TASK DIRECTIONS: Verbatim transcription with images omitted: return the entries below in full.

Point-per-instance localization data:
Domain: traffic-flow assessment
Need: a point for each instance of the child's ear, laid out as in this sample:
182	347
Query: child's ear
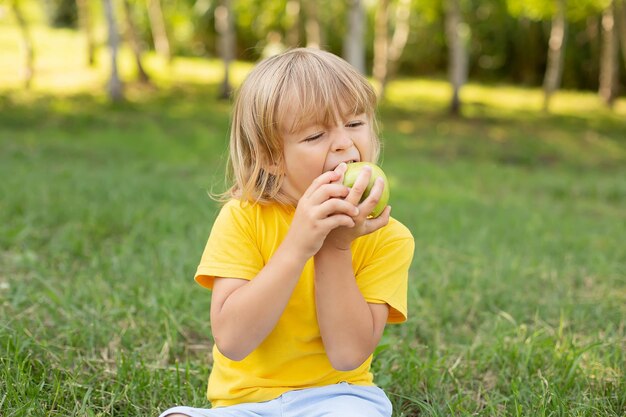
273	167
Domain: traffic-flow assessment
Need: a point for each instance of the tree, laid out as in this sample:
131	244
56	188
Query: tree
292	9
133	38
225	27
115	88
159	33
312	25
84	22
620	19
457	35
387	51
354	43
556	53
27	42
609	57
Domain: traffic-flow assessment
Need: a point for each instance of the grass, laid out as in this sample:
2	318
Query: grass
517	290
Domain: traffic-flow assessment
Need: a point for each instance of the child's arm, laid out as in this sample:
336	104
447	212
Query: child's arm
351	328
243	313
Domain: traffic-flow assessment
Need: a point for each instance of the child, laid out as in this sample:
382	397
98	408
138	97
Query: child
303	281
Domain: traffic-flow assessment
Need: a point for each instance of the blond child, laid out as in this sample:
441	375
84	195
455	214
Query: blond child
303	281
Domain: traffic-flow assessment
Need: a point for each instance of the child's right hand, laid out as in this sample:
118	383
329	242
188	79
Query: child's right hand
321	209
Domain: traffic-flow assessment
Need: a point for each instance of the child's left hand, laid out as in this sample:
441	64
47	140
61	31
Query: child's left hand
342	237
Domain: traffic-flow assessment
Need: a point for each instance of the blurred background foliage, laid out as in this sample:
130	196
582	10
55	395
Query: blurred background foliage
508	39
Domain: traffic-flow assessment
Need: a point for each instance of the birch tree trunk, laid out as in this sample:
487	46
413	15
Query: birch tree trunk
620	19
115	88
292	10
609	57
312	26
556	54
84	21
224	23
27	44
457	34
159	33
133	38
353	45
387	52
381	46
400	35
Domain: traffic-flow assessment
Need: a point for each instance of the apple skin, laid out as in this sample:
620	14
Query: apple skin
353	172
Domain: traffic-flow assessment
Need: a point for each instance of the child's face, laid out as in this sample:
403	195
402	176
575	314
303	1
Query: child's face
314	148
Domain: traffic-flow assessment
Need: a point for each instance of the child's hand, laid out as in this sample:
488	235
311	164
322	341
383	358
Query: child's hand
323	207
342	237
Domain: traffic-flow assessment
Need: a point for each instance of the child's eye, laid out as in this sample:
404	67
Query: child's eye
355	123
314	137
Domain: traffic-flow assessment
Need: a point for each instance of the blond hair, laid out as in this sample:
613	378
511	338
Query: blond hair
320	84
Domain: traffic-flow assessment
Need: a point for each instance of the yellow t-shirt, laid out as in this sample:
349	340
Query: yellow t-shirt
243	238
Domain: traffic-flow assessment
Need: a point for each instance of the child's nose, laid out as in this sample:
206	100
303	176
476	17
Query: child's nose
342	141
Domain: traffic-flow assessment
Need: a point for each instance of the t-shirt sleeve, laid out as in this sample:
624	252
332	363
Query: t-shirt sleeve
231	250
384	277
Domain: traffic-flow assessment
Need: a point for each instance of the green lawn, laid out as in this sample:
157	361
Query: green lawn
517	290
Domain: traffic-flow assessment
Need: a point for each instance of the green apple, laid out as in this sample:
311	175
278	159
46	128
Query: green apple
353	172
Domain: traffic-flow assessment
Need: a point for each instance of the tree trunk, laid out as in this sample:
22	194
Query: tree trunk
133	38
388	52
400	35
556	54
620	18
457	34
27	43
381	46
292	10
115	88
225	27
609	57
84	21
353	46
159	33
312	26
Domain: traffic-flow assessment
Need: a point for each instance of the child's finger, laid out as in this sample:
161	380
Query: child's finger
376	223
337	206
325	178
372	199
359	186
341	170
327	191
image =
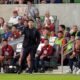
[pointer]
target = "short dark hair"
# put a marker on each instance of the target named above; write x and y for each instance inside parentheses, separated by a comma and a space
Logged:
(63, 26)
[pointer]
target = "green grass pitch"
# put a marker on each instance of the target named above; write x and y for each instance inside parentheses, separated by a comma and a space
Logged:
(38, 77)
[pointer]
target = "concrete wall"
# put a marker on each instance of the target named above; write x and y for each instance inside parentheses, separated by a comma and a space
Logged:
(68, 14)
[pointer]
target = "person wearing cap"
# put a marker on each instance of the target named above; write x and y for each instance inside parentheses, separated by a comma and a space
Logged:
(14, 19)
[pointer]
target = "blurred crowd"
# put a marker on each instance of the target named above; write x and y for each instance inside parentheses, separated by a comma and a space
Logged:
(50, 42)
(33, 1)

ANSWER TO THIS EXERCISE:
Domain: traffic-flow assessment
Need: a point for each instance of the child's ear, laid out as in this sample:
182	347
Query: child's ear
273	167
Domain: traffic-flow assessment
Need: a point for each instance of the tree, laid out as in this sample:
131	244
56	188
Query: tree
292	9
133	38
225	27
115	88
159	33
312	25
84	22
620	19
457	35
387	51
354	43
556	53
27	42
609	57
Domain: traffic-flow assessment
Need: a point for each instance of the grass, laid out as in this sample:
2	318
Query: grass
517	290
Domain: traffic-flow assessment
Need: a point for each instance of the child's arm, laid out as in this sample:
336	104
447	212
Query: child's arm
351	328
243	313
Domain: traffic-flow assessment
Need: a point for each instance of the child, laid out as in this sample:
382	397
98	408
138	97
Query: child
303	281
Domain: traffic-flow assessment
Need: a point for each instance of the blond child, laid out as in this sample:
441	375
84	195
455	214
Query: blond child
303	281
Domain: traffic-flow assessment
Need: a point for each instance of the child's right hand, laid out as in this sample:
118	383
329	242
188	79
Query: child's right hand
321	209
Domain: traffic-flow assessment
Need: a point for each instance of the child's left hand, laid out as in this sample:
441	64
47	140
61	31
Query: child's left hand
342	237
Domain: traffic-flow assessment
Need: a point for each instance of the blurred background foliage, laid out as in this sample:
130	196
582	10
55	395
Query: blurred background foliage
508	39
Domain: traffic-flow assessment
Need: a point for each instance of the birch tree trunk, laid out as in this sample:
487	46
413	15
Query: birch tree trunk
620	19
115	88
292	10
609	57
312	26
556	54
84	21
224	23
27	44
457	34
159	33
133	38
353	45
387	52
381	46
400	35
Domain: traffic-flow assessment
Need: a point for each instance of the apple skin, laid out as in this sample:
620	14
Query: apple skin
353	172
Domain: traffic-flow assessment
Need: a point for each instance of the child's face, laid out as in this sample:
403	195
402	176
575	314
303	1
Query: child's face
314	148
Domain: traffic-flow assessment
Need: a point for each instance of the child's hand, laid out as in this sample:
488	235
311	164
322	341
383	358
Query: child's hand
323	207
342	237
Domain: traffic-flow assessment
Need: a point for each instance of the child's eye, laid out as in this sample:
404	67
Query: child's eye
355	123
314	137
Domain: traffic-flow assessment
Need: a point for each instance of the blond hair, laid out as in this sample:
613	378
511	338
Query: blond hair
320	84
Domain: traffic-flow assessment
Need: a point for each instance of the yellow t-shirt, laid out as in this sample:
349	340
Query: yellow t-shirt
243	238
Domain: traffic-flow assessment
Need: a point for each instance of the child's nose, laid out as in this sample:
206	100
303	176
476	17
Query: child's nose
342	141
Domain: traffic-flow assessment
Need: a point for each instance of the t-shirt sleeve, laid out as in this sample:
624	252
332	363
Query: t-shirt sleeve
231	250
384	277
Domain: traffic-flow assessment
Need: a point for each instance of the green lawn, laid out as in this sample:
157	361
Query: green lawn
517	290
Domain: traffic-flow assessment
Need: a point for each instance of the green apple, laid out as in this sample:
311	175
278	159
46	128
Query: green apple
353	172
Domain: traffic-flow assessment
Need: a point for each instance of the tree trunk, laid out as in this sample:
22	194
Query: tree trunk
133	38
388	52
400	35
556	54
620	18
457	34
27	43
381	46
292	10
115	88
225	27
609	57
84	21
353	46
159	33
312	26
Domain: traffic-flow assessment
Need: a point for each instance of the child's finger, laid out as in this sample:
161	380
Query: child's finger
376	223
337	206
325	178
372	199
359	186
341	170
327	191
image =
[pointer]
target = "short dark hair"
# put a marker on each instance of the target named above; write x and y for each instance inside parentheses, separated by a comma and a space
Logged:
(63, 26)
[pointer]
target = "green grass pitch"
# put a marker on each instance of the target named above; write x and y for each instance inside parentheses, separated by a comma and a space
Logged:
(38, 77)
[pointer]
target = "concrete wall"
# put a marker on each instance of the target named above; write x and y for each instance inside parentheses, separated by a comma and a space
Logged:
(68, 14)
[pointer]
target = "person wearing cap"
# put a marker on each instance of the target named above; write x and y for each instance inside parentheses, separated by a comma and a space
Logged:
(14, 19)
[pointer]
target = "blurred crowd"
# put a marker on each instance of the target named above; write x and y for each instance inside parentheses, separated by a comma and a space
Logged:
(50, 42)
(33, 1)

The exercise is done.